TO DO: Can you arrange the listing lines as a Markdown table with columns "Row" and "Entry," numbering each line and dropping blank lines? Begin at the first line of the listing and stop after the line containing "145 80 L 146".

Segmentation dataset excerpts:
--- START ---

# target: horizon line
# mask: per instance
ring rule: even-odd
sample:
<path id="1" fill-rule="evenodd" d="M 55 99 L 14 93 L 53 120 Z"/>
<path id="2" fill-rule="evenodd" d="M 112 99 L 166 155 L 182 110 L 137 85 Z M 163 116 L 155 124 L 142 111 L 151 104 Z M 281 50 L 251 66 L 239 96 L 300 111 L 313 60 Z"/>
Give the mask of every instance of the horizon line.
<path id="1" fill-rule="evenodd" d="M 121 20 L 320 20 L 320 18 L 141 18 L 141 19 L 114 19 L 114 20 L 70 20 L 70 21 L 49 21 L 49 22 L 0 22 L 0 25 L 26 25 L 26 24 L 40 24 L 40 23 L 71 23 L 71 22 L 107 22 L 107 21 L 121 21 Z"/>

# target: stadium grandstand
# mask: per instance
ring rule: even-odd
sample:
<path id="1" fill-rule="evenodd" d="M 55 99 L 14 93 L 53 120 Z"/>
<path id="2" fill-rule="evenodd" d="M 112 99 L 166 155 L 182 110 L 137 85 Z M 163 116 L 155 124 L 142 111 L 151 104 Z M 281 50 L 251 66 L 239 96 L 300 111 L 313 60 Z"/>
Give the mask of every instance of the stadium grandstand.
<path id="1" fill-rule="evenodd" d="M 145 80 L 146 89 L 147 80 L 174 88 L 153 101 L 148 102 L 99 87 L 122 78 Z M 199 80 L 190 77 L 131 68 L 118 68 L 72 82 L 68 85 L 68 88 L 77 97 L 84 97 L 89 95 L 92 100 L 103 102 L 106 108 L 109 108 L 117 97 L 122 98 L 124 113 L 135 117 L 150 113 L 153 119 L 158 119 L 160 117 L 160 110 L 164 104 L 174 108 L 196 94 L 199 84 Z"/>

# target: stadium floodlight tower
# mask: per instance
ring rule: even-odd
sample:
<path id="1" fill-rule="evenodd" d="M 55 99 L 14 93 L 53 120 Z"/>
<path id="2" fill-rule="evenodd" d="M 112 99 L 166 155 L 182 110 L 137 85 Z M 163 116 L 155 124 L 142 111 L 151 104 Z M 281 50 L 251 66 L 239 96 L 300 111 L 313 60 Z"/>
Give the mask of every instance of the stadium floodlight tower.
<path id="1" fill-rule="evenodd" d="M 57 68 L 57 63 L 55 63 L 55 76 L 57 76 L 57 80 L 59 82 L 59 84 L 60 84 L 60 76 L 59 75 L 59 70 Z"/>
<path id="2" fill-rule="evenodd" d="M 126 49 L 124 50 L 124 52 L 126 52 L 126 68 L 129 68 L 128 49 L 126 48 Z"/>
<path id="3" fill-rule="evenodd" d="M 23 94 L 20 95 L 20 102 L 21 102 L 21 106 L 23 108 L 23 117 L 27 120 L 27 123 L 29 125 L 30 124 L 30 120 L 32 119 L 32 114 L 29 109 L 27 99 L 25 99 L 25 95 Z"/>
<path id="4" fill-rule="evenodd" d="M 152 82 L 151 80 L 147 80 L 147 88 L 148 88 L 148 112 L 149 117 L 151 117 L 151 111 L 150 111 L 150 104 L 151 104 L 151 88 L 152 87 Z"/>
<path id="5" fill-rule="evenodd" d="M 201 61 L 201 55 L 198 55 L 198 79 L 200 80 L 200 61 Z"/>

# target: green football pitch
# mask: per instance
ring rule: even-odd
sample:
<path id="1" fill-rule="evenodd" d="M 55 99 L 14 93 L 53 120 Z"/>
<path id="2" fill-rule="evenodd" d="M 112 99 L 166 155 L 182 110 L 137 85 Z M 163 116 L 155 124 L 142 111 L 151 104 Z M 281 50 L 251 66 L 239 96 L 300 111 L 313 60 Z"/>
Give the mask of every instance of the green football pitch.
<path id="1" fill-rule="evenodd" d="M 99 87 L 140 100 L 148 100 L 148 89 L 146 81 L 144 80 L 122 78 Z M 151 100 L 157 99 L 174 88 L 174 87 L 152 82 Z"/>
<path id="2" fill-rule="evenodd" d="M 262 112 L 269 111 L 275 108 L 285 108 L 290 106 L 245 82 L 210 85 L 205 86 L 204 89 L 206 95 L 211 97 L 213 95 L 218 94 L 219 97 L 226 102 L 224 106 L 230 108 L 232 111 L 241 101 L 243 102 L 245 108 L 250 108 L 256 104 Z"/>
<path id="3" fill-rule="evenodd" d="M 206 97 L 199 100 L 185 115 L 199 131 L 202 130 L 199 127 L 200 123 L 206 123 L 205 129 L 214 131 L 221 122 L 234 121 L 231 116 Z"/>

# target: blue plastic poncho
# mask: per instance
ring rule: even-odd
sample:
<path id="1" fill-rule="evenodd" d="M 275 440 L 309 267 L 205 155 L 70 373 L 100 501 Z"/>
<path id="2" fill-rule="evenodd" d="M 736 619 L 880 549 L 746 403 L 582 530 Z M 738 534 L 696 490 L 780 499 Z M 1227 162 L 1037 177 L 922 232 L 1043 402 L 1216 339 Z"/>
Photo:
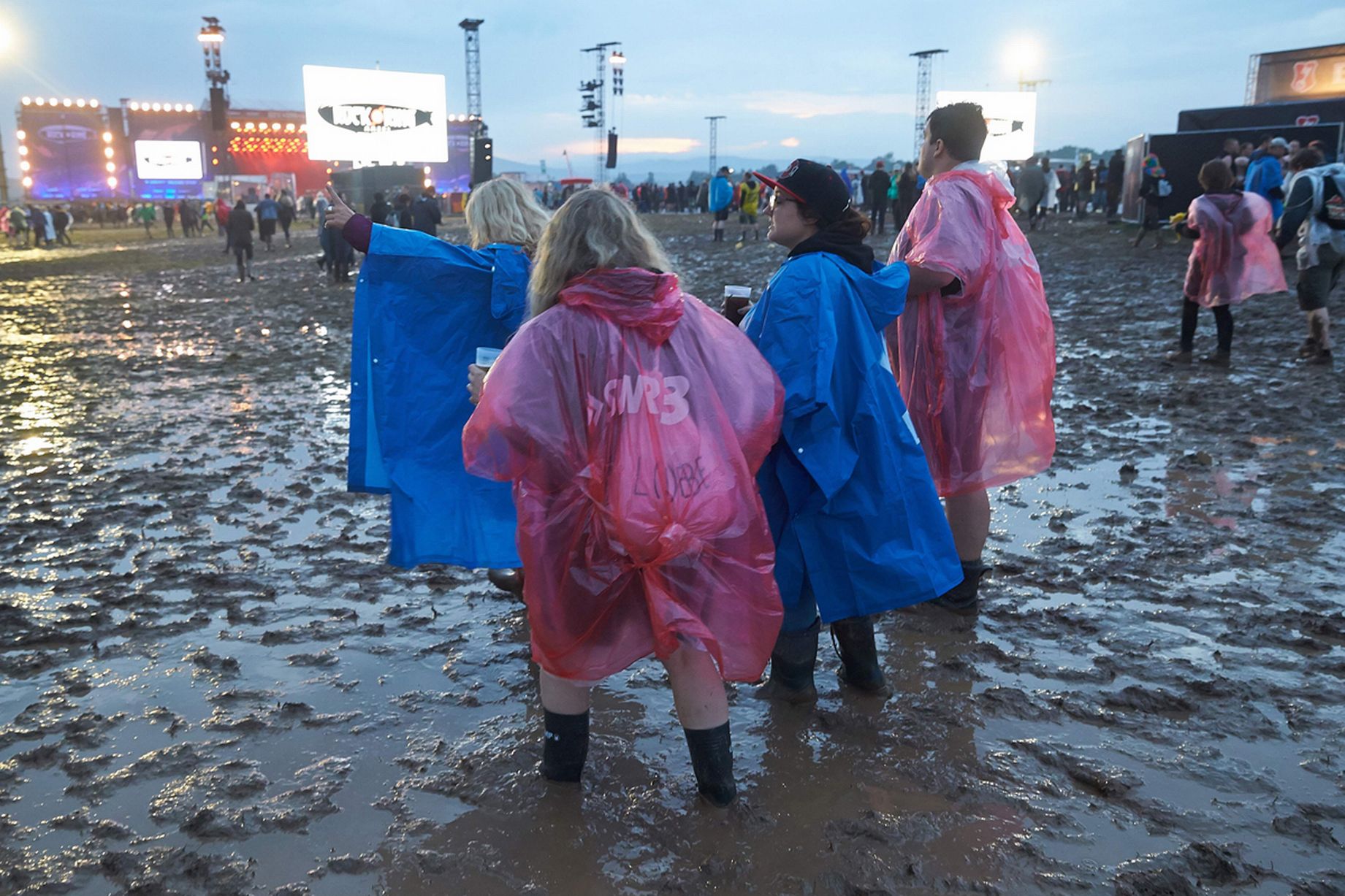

--- END ---

TASK RESPONSE:
| Row | Entry |
|---|---|
| 1 | # target: horizon line |
| 2 | # mask: per instance |
| 3 | ring rule: even-odd |
| 4 | sample: |
| 5 | <path id="1" fill-rule="evenodd" d="M 55 99 L 14 93 L 53 120 Z"/> |
| 6 | <path id="2" fill-rule="evenodd" d="M 112 99 L 166 155 L 182 110 L 137 85 Z M 163 116 L 155 124 L 142 111 L 151 104 Z M 281 50 L 251 66 L 239 96 L 300 111 L 313 60 Z"/> |
| 7 | Give the mask of every instance of the horizon line. |
| 8 | <path id="1" fill-rule="evenodd" d="M 121 20 L 320 20 L 320 18 L 141 18 L 141 19 L 114 19 L 114 20 L 70 20 L 70 21 L 49 21 L 49 22 L 0 22 L 0 25 L 26 25 L 26 24 L 40 24 L 40 23 L 71 23 L 71 22 L 107 22 L 107 21 L 121 21 Z"/> |
| 9 | # target: stadium grandstand |
| 10 | # mask: per instance |
| 11 | ring rule: even-odd |
| 12 | sample: |
| 13 | <path id="1" fill-rule="evenodd" d="M 55 99 L 14 93 L 53 120 Z"/> |
| 14 | <path id="2" fill-rule="evenodd" d="M 112 99 L 166 155 L 182 110 L 137 85 Z M 163 116 L 155 124 L 142 111 L 151 104 Z M 281 50 L 251 66 L 239 96 L 300 111 L 313 60 Z"/> |
| 15 | Give the mask of every instance of the stadium grandstand. |
| 16 | <path id="1" fill-rule="evenodd" d="M 145 80 L 146 89 L 147 80 L 174 88 L 153 101 L 148 102 L 99 87 L 122 78 Z M 199 80 L 190 77 L 131 68 L 118 68 L 72 82 L 68 85 L 68 88 L 77 97 L 84 97 L 89 95 L 92 100 L 103 102 L 106 108 L 109 108 L 117 97 L 122 98 L 124 113 L 135 117 L 150 113 L 153 119 L 158 119 L 160 117 L 160 110 L 164 104 L 174 108 L 196 94 L 199 84 Z"/> |